**Set of tasks**:
1) From the Augusta Rule episode summary, reproduce the stretch from "In this enlightening" through "legitimate business expenses.".
2) Translate this sentence from the Augusta Rule episode summary into Spanish: "Nate shares insights into how business owners can leverage the Augusta Rule to their advantage by renting their personal residences to their corporations and deducting the rental payments as legitimate business expenses."
3) Answer these questions using the Augusta Rule episode summary:
(a) For up to how many days a year can homeowners rent out their properties without paying taxes on the rental income?
(b) Who unveils the Augusta Rule in the episode?
(c) What purposes are listed for business owners renting their personal residences to their corporations?

**Quoted text**:
E222: Is The “Augusta Rule” A Legitimate Tax Loophole?

In this enlightening episode, Nate Scott unveils the Augusta Rule, a powerful tax strategy that can save homeowners and business owners significant money. Discover how this legitimate tax loophole allows homeowners to rent out their properties for up to 14 days a year without paying taxes on the rental income. 

Nate shares insights into how business owners can leverage the Augusta Rule to their advantage by renting their personal residences to their corporations and deducting the rental payments as legitimate business expenses.

Key Takeaways:

  • Understanding the Augusta Rule: Nate introduces listeners to the Augusta Rule, a tax loophole that enables homeowners to rent out their homes for up to 14 days annually, completely tax-free.
  • Leveraging the Augusta Rule for Businesses: Business owners can strategically use the Augusta Rule to their advantage by renting their personal residences to their corporations for various legitimate purposes, such as hosting meetings, staff retreats, and events. These rental payments can then be expensed by the company.

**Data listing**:

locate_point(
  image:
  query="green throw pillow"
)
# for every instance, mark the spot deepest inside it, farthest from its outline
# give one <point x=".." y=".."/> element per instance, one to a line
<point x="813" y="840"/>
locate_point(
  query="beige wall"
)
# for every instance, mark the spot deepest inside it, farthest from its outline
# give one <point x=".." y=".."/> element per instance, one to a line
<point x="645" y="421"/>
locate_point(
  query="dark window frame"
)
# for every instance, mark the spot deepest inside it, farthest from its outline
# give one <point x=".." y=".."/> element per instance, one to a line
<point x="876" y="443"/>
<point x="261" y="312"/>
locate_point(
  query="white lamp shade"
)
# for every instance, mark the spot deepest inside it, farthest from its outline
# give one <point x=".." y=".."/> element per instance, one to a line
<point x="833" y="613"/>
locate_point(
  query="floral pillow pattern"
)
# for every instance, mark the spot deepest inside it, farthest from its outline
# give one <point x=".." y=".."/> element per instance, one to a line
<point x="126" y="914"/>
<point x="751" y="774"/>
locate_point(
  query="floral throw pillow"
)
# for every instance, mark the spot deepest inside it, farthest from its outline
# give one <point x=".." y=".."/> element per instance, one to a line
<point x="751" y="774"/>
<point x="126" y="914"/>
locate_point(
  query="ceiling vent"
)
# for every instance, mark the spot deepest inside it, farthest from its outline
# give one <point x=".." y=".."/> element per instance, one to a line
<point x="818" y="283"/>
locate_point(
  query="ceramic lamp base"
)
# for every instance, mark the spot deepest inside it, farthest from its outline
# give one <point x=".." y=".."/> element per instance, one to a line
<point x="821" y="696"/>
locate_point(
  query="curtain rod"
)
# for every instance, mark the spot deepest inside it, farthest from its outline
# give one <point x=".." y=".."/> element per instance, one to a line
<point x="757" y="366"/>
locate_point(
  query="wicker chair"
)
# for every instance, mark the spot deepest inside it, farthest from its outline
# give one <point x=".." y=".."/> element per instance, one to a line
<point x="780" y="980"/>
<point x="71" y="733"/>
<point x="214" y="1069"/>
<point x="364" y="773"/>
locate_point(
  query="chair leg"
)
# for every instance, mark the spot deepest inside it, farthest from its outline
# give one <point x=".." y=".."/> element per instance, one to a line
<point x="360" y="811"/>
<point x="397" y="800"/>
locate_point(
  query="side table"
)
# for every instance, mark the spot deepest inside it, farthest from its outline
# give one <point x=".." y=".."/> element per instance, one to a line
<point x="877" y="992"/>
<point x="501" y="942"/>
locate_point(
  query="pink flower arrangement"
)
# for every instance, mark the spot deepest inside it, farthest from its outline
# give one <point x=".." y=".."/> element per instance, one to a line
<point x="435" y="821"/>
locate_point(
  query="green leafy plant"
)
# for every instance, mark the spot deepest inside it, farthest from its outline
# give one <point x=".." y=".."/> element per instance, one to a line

**Written responses**:
1)
In this enlightening episode, Nate Scott unveils the Augusta Rule, a powerful tax strategy that can save homeowners and business owners significant money. Discover how this legitimate tax loophole allows homeowners to rent out their properties for up to 14 days a year without paying taxes on the rental income. 

Nate shares insights into how business owners can leverage the Augusta Rule to their advantage by renting their personal residences to their corporations and deducting the rental payments as legitimate business expenses.

2) Nate comparte ideas sobre cómo los propietarios de negocios pueden aprovechar la Regla Augusta a su favor alquilando sus residencias personales a sus corporaciones y deduciendo los pagos de alquiler como gastos comerciales legítimos.

3)
(a) Up to 14 days a year.
(b) Nate Scott.
(c) Hosting meetings, staff retreats, and events.